## Records shown
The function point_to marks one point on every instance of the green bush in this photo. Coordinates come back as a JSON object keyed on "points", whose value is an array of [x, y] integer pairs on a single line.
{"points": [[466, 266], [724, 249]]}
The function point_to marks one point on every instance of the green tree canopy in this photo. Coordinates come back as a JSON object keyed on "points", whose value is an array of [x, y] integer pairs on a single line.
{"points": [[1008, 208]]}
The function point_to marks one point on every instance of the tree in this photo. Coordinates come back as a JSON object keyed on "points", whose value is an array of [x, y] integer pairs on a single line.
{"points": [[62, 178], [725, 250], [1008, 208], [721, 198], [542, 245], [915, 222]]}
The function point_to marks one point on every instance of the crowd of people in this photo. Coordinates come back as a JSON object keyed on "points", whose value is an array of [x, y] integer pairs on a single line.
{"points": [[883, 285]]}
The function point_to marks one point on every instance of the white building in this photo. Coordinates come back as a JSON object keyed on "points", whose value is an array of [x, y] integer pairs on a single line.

## Aim
Reproduce the listing above word for word, every line from the first to the last.

## Task result
The function point_to marks one point on every instance of the green bush in this photo. Coordinates come back as a JSON object keyed on "points", whose value is an array of [x, y] integer pairs on a single line.
{"points": [[466, 266], [724, 249]]}
The function point_to marks one point on every instance of the green tree canopy in this photo. Coordinates come back as a JSON object keyed on "points", whose value is an array of [x, y] integer pairs on a single line.
{"points": [[1008, 208]]}
The function point_to marks one point on every instance of the tree in this photo. Coordinates come back as a JSON object keyed on "points", whose value is an array of [x, y] integer pairs on a single line.
{"points": [[62, 178], [725, 250], [1008, 208], [721, 198], [542, 245], [915, 222]]}
The function point_to marks one point on every instance of the crowd of people in this photo. Coordinates come back as a JSON object keyed on "points", whose value is an array of [x, y] integer pairs on a single line.
{"points": [[883, 285]]}
The function point_to marks one point on every instance of the white building in this photo. Coordinates come back as a JSON object keyed on "points", whose value is an array of [x, y] integer pairs on a single line.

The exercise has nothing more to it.